» Aim 1
According to the album listing below, on what date is the cassette released?

» Source excerpt

══════

MY HEART, AN INVERTED FLAME My Death Is More Beautiful Than Your Life CASSETTE (Crucial Blast) 9.00RELEASE DATE: MAY 15, 2026
SHIPPING ON OR BEFORE THIS DATE
A wave of lunar heaviosity, My Death Is More Beautiful Than Your Life is the sophomore album from the duo of drummer Andee Connors (A Minor Forest, Common Eider, King Eider, P.E.E., J-Church, aQuarius recOrds) and synth / electronics / vocalist Marc Kate (I Am Spoonbender, Never Knows), delivering another
slab of their signature tectonic synth-doom. In spite of what appears to be a spare sound pallette and dispensing with the use of guitar and bass, MHAIF's sound is utterly immense and wrought in dark emotional intensity, sprawling across nearly eighty minutes of morose slow-motion
grandeur. The ten songs lumber through the duo's signature haze of electronic luminescence and earth-shifting percusion, crafting each one into a massive slab of ultra-heavy glacial drift. It would be too simple to describe this as just "drone metal" - My Heart, An Inverted Flame evoke a
moonswept ambience that offers something more lush and radiant, lending moments of dreamlike beauty to the gravitational crush. Likewise, this transcends the banner of doom metal; while Connors flattens everything in sight with his colossal sledgehammer drumming, the blown-out
electronic textures of Kate's synthesizers and FX delirium pulls the sound into a kind of cosmos-devouring psychedelia, with swells of saturated cinematic majesty billowing across the rupturing percussive dirge.

══════

» Aim 2
Identify each line in the rows below that contains the word "ceiling", and copy those lines.

[Entries taken from a collection]

══════

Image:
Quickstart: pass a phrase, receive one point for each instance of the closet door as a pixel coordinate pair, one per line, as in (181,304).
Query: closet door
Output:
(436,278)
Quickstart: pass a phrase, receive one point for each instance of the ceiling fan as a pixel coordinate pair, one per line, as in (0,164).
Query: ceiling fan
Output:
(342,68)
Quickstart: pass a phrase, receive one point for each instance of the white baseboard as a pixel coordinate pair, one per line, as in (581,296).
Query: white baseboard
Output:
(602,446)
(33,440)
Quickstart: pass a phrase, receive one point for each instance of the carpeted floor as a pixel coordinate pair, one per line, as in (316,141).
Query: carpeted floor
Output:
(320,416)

══════

» Final answer 1
May 15, 2026.

» Final answer 2
Quickstart: pass a phrase, receive one point for each instance of the ceiling fan as a pixel coordinate pair, one per line, as in (0,164).
Query: ceiling fan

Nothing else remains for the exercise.